- TASK DIRECTIONS -
Convert the material, starting at its first line and going on through the line containing "242L197 241L195 238L192", into a two-column CSV with the headers input and output. Put each text and its answer on one row, each in a single quoted field with line breaks turned into spaces, and leave the pictures out.
=== DATA TO USE ===
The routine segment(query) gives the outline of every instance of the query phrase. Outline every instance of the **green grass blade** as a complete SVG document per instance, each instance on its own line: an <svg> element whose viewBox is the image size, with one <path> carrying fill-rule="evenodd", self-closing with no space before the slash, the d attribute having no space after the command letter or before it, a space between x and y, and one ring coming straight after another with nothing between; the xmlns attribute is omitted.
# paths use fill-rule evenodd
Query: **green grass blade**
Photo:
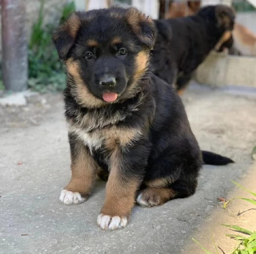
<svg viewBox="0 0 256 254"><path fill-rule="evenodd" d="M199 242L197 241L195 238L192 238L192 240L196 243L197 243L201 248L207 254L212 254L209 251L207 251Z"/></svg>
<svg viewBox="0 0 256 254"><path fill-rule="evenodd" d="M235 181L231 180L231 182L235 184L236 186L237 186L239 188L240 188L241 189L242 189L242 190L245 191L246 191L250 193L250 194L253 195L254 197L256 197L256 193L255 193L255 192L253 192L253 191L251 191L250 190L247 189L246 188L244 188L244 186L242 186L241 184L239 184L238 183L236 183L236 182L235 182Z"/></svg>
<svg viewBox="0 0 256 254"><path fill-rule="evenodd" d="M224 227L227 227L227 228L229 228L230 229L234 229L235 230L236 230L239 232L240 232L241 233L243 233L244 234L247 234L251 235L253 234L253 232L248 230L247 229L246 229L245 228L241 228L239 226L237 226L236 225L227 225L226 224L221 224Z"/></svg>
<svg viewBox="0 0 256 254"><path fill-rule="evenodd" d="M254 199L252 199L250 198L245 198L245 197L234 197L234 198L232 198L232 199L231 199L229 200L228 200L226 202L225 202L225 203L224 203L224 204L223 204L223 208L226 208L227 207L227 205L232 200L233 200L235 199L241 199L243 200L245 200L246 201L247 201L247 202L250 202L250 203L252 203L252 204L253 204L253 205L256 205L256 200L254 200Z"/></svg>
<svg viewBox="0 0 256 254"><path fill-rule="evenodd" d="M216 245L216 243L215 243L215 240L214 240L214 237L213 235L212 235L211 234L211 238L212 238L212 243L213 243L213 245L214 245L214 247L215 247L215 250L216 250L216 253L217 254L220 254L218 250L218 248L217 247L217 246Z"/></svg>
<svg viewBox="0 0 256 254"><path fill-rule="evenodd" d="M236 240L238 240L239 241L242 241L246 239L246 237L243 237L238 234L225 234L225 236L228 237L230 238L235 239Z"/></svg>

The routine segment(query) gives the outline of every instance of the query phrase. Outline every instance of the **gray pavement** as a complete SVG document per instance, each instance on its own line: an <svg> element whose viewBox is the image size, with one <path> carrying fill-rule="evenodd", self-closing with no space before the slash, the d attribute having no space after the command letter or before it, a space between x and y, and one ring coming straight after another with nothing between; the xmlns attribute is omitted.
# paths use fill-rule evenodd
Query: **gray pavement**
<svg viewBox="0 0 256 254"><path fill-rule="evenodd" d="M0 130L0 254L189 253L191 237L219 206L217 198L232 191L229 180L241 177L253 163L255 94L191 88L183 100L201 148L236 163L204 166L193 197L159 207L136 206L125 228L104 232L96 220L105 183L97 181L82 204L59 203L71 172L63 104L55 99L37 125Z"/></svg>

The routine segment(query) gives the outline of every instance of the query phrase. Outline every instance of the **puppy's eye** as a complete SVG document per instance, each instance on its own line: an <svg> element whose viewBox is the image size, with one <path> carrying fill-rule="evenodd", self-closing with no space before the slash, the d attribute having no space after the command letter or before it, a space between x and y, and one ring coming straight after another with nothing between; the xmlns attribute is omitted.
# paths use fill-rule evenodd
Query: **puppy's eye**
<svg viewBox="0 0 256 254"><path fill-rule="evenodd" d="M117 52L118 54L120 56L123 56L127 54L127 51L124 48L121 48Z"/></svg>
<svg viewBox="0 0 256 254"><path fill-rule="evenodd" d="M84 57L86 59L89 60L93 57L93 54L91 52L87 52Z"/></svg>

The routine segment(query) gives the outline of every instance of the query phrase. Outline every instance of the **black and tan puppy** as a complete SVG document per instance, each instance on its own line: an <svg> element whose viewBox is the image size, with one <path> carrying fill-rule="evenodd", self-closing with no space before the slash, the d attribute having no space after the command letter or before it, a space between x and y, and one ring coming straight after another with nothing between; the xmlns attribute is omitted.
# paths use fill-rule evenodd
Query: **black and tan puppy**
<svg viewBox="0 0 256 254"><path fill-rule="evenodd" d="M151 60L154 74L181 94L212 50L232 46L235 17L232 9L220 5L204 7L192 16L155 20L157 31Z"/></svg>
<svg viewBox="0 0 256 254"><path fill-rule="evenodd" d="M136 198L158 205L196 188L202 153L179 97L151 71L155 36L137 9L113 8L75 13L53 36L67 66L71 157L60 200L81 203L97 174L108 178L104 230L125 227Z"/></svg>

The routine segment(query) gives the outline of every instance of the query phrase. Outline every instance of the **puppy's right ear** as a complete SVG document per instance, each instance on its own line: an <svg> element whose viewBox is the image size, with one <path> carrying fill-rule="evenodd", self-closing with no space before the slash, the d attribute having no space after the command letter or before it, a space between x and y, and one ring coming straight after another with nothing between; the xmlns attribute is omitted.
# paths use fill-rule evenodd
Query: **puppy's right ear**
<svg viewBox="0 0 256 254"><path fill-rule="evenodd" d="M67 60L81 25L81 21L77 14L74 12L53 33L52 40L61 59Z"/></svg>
===
- EXERCISE RESULT -
input,output
"The routine segment(query) gives the outline of every instance of the query phrase. Outline every instance of the **green grass blade** as a complete SVG document per instance, each instance on its own line: an <svg> element whose viewBox is the image size, with one <path> carrying fill-rule=""evenodd"", self-closing with no space before the slash, the d attribute having no space after the command letter or before it, a space between x and y, and one ring coming straight after another with nothing between; the xmlns attribute is omitted. # paths use fill-rule evenodd Query: **green grass blade** Photo:","<svg viewBox=""0 0 256 254""><path fill-rule=""evenodd"" d=""M199 242L197 241L195 238L192 238L192 240L196 243L197 243L201 248L207 254L212 254L209 251L207 251Z""/></svg>"